▶ Given instruction
Write out the data verbatim, starting with the line that contains "of the ocean" and continuing through the line that contains "(1034, 771)", both lines included.

▶ Given information
= = = = = = =
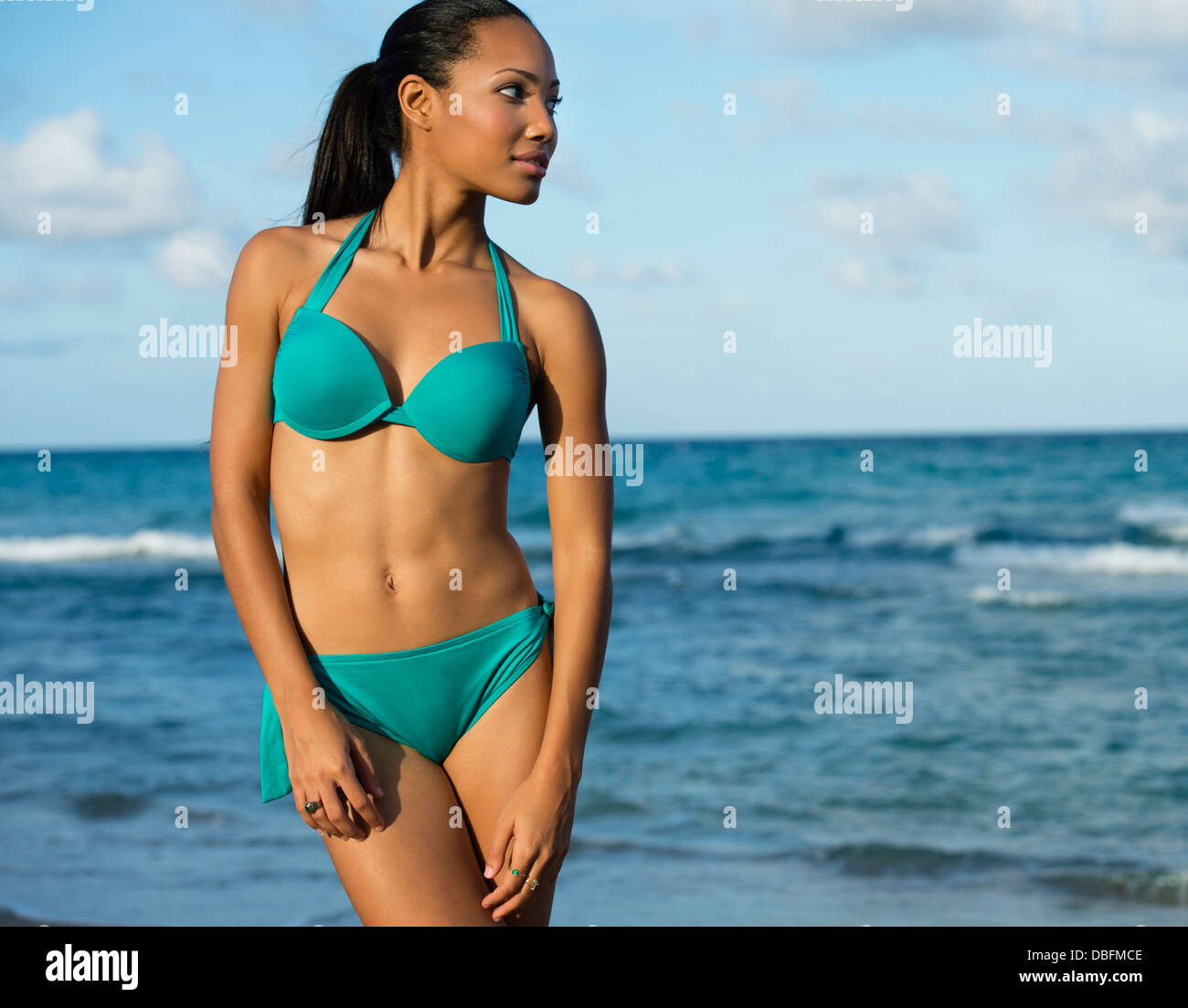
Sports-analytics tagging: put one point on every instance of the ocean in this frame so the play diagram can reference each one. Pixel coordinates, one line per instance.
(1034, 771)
= = = = = = =
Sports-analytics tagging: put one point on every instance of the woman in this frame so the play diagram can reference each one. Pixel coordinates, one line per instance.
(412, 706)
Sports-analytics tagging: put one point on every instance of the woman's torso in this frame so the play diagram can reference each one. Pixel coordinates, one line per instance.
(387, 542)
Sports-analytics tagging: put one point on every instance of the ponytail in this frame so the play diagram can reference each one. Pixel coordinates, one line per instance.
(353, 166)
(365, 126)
= = = = = = =
▶ Task response
Sports-analytics tagging: put one point on every instance of the ocean in this frame so the play diagram can reference each one. Pixel coordinates, one line per instance.
(1034, 771)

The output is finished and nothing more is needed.